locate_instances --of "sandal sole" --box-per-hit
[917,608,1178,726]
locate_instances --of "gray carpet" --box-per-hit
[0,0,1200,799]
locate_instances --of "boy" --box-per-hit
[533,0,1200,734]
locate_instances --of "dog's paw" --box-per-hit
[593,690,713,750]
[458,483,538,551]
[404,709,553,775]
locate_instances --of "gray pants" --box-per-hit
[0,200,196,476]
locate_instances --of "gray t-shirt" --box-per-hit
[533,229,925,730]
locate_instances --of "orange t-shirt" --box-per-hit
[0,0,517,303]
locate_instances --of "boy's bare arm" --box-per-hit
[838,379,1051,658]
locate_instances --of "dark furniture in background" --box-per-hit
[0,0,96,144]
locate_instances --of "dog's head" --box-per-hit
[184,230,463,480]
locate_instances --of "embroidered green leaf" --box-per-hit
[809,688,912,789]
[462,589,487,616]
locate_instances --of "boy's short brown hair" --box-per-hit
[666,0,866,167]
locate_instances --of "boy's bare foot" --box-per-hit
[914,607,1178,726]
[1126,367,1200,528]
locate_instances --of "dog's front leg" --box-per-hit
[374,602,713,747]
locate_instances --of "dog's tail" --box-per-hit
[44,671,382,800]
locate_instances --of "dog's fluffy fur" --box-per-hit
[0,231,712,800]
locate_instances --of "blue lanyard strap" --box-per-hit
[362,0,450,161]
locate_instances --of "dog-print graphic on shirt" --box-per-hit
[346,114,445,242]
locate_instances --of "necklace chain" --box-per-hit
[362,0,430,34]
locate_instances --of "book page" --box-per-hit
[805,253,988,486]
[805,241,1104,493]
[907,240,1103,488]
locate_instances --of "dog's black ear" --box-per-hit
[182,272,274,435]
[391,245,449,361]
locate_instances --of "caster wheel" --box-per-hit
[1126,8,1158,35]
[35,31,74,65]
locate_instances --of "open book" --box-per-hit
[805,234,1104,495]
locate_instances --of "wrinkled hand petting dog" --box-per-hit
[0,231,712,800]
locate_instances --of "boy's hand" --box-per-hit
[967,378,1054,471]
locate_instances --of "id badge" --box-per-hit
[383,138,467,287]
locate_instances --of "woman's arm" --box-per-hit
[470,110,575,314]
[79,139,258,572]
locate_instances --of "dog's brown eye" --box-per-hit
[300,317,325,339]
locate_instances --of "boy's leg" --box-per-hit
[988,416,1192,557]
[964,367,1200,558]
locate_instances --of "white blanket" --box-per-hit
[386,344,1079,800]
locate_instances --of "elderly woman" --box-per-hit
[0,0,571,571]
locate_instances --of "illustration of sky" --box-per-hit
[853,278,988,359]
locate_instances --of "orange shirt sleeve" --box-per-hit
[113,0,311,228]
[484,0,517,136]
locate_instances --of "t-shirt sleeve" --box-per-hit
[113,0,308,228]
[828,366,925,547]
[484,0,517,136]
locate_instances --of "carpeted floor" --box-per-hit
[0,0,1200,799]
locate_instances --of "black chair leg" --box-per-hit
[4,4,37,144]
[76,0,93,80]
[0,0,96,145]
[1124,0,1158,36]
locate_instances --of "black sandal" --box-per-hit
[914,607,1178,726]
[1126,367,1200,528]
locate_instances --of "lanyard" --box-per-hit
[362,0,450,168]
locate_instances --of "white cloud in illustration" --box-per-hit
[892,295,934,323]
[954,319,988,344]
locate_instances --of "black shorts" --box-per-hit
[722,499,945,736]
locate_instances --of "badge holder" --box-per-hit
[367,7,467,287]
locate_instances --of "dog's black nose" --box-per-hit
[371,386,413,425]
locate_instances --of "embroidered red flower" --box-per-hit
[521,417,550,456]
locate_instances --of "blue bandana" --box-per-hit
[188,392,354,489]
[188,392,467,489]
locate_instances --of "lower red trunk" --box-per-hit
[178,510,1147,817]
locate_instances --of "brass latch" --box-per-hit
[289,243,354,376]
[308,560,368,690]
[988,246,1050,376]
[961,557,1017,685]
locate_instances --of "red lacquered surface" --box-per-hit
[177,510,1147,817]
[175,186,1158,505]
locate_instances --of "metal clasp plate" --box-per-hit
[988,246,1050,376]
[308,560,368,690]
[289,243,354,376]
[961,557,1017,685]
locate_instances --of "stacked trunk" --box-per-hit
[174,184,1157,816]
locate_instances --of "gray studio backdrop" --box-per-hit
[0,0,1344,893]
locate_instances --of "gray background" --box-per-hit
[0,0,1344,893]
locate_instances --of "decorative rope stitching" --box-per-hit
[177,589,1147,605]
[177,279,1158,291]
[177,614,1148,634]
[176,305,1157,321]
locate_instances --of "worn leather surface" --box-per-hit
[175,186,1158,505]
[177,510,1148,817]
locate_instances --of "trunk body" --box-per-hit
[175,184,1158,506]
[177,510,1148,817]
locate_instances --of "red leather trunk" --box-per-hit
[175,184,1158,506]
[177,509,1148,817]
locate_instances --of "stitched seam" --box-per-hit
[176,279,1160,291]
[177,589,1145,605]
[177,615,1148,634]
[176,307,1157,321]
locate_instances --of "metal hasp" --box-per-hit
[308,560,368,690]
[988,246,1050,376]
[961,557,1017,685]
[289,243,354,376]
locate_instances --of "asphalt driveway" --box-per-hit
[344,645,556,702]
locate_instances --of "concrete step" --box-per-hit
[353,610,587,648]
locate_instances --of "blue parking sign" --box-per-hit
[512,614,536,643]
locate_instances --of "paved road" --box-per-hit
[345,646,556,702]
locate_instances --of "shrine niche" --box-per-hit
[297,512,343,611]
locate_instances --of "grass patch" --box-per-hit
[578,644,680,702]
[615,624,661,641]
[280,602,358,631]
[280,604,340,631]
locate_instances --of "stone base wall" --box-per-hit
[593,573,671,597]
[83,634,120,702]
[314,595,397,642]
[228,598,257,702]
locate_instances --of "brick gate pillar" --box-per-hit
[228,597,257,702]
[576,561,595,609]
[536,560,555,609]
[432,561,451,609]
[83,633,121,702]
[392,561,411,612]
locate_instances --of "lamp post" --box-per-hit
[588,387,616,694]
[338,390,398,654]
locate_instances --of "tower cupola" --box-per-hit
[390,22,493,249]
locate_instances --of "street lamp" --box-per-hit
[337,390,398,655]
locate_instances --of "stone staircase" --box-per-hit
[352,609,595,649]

..............................

* [SHORT PROBLEM] Rewrite the items from the start through the line containing "[666,0,866,167]", both included, keeping the request lines as they are. In the answers, multiply every box coordinate by 2 and round to a whole number, rounding halves up.

* [SOLVED PROBLEM]
locate_instances --of "sandal sole" --box-per-hit
[1834,1216,2356,1452]
locate_instances --of "gray carpet" --box-per-hit
[0,0,2400,1598]
locate_instances --of "boy" --box-per-hit
[1066,0,2400,1468]
locate_instances --of "dog's paw" --box-per-hit
[1186,1380,1426,1500]
[916,966,1076,1102]
[808,1418,1106,1550]
locate_instances --of "gray pants" --box-per-hit
[0,400,392,952]
locate_instances --of "gray t-shirt" --box-per-hit
[1066,458,1850,1460]
locate_instances --of "orange t-shirt" --box-per-hit
[0,0,1034,606]
locate_instances --of "boy's bare arm" --box-per-hit
[1676,758,2102,1316]
locate_instances --of "dark furniture in background" --box-per-hit
[0,0,192,288]
locate_instances --of "dog's head" --box-per-hit
[368,460,926,960]
locate_instances --of "embroidered green leaf" --box-per-hit
[1618,1376,1824,1578]
[924,1178,974,1232]
locate_instances --of "boy's short brown hair" --box-per-hit
[1332,0,1732,334]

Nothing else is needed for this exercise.